▶ _Tindakan Diperlukan 1_
Kumpulkan setiap baris yang memuat kata "positive" dan salin baris itu secara utuh.

___ Teks Sumber

Beranda » Berita Kerah Biru >>Kerah Biru Soroti LPTKS Kabupaten Morowali
Bahodopi_Kerahbirunews,-. Maraknya pelanggaran yang melanggar norma ketenagakerjaan di Kawasan Indonesia Morowali Industrial Park (IMIP) oleh perusahaan-perusahaan kontraktor menjadi sorotan utama FSP Kerah Biru-SPSI. Ketua Pengurus Cabang Kerah Biru Morowali, Ian Gilang mendesak pemerintah untuk tidak membiarkan permasalahan tersebut berlarut-larut. Dalam keterangannya pada Sabtu, 13 Januari 2024, Ian mengatakan akan terus mendesak pemerintah untuk menuntaskan persoalan tersebut.
Ian menjelaskan bahwa dalam Peraturan Menteri Ketenagakerjaan No.36 Tahun 2016 tentang Penempatan Tenaga Kerja tertuang bahwa azas penempatan tena kerja itu diantaranya terbuka, bebas, objektif dan tanpa diskriminasi. Artinya bahwa ada keterbukaan informasi kepada pekerja secara jelas baik menyangkut jenis pekerjaan, upah, lokasi kerja, jam kerja, dan kondisi kerja. Ini harus dipahami para Lembaga Penempatan Tenaga Kerja Swasta yang selanjutnya disingkat LPTKS. Harus diingat LPTKS adalah adalah lembaga berbadan hukum yang telah memperoleh izin tertulis untuk menyelenggarakan Pelayanan Penempatan Tenaga Kerja dalam negeri. Jadi jelas anggota LPTKS paham hukum dan konsekuensi melanggarnya.
LPTKS Kabupaten Morowali harus mengingat azas Penempatan Tenaga Kerja
Penempatan tenaga kerja juga berazaskan bebas yang menganut pengertian bahwa Pencari Kerja bebas memilih pekerjaan demikian juga Pemberi kerja bebas memilih tenaga kerja. Tidak boleh ada paksaan kepada pengusa maupun pencari kerja.

______
___ Baris Tersedia

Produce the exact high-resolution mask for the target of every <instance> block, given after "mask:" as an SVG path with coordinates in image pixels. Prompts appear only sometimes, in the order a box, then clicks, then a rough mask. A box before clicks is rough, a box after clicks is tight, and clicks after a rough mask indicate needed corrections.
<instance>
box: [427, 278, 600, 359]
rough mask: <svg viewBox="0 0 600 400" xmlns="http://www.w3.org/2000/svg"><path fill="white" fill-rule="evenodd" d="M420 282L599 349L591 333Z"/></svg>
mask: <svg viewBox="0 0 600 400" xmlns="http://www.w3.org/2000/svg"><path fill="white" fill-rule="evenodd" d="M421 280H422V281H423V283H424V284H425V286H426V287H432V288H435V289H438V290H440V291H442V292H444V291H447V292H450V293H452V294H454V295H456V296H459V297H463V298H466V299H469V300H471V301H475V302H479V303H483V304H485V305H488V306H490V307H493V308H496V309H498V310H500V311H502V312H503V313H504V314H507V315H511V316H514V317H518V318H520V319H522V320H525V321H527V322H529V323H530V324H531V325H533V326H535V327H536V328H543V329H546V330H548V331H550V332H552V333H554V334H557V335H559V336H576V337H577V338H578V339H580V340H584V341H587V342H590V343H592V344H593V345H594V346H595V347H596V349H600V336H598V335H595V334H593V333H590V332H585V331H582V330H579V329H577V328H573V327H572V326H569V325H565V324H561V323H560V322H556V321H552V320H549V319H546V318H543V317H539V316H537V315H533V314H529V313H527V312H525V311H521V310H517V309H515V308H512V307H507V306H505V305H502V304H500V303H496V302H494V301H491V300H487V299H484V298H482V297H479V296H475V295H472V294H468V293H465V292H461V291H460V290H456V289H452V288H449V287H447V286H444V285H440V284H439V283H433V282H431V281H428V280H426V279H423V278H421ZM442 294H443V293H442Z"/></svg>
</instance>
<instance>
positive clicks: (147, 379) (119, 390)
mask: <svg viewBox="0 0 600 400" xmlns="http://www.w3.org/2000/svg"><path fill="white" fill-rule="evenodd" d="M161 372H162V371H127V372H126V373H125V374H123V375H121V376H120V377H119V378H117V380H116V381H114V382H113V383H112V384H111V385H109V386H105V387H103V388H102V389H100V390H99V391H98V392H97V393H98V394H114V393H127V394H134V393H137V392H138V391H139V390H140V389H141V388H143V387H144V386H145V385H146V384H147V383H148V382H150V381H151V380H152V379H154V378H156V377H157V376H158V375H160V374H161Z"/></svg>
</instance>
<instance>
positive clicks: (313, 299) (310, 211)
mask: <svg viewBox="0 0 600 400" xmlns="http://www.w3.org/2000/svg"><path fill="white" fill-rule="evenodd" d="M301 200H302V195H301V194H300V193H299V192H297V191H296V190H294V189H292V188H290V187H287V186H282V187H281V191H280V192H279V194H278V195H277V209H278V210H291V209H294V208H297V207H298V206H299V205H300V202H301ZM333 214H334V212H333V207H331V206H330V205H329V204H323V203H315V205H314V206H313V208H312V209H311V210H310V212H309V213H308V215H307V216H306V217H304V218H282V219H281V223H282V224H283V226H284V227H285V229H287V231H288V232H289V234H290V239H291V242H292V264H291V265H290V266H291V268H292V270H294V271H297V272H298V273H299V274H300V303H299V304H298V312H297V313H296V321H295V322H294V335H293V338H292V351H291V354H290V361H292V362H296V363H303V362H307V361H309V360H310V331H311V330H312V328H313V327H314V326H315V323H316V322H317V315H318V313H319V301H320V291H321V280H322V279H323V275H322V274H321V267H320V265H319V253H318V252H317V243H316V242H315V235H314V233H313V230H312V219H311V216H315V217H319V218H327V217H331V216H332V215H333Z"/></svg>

______

▶ _Tindakan Diperlukan 2_
Jawab tiga pertanyaan berikut berdasarkan artikel tentang LPTKS Kabupaten Morowali:
(a) Pada hari dan tanggal berapa Ian Gilang memberikan keterangannya?
(b) Peraturan apa yang disebut Ian memuat asas penempatan tenaga kerja?
(c) Menurut asas bebas, apa yang bebas dipilih oleh pencari kerja?

▶ _Jawaban Anda 1_
positive clicks: (147, 379) (119, 390)
positive clicks: (313, 299) (310, 211)

▶ _Jawaban Anda 2_
(a) Sabtu, 13 Januari 2024.
(b) Peraturan Menteri Ketenagakerjaan No.36 Tahun 2016 tentang Penempatan Tenaga Kerja.
(c) Pekerjaan.